◆ Written task
Copy out the lines from the line containing "Quiz — Where exactly is the tree?" up to and including the line containing "[0,17,143,247]", with nothing changed.

◆ Listing
= = = = = = =

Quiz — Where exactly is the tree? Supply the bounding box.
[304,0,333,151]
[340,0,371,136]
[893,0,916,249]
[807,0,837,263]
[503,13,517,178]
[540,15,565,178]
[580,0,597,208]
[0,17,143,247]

= = = = = = =

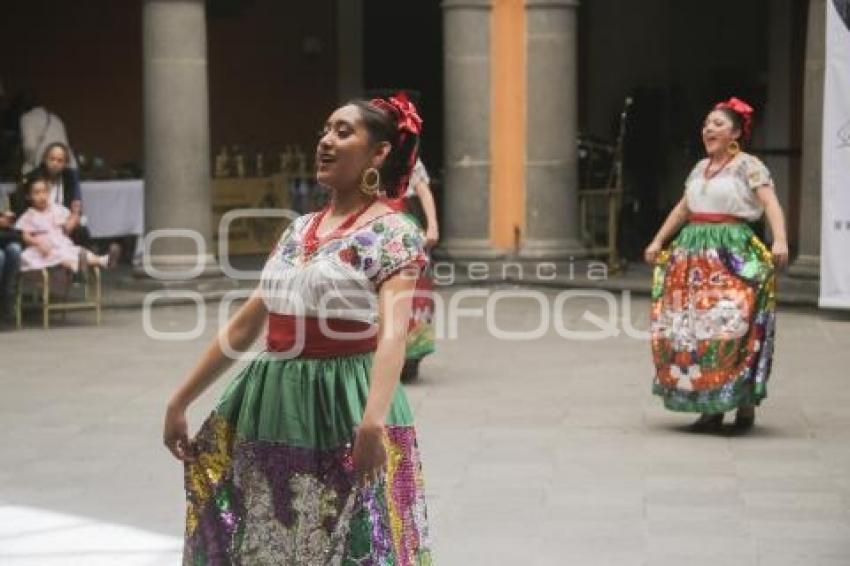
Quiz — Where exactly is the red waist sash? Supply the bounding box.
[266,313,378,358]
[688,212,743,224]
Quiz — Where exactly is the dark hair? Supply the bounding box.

= = = = = = =

◆ Finished answer
Quiz — Where exactly is the tree? Supply the bounding box.
[304,0,333,151]
[340,0,371,136]
[893,0,916,249]
[807,0,837,263]
[503,13,517,178]
[540,15,565,178]
[580,0,597,208]
[0,17,143,247]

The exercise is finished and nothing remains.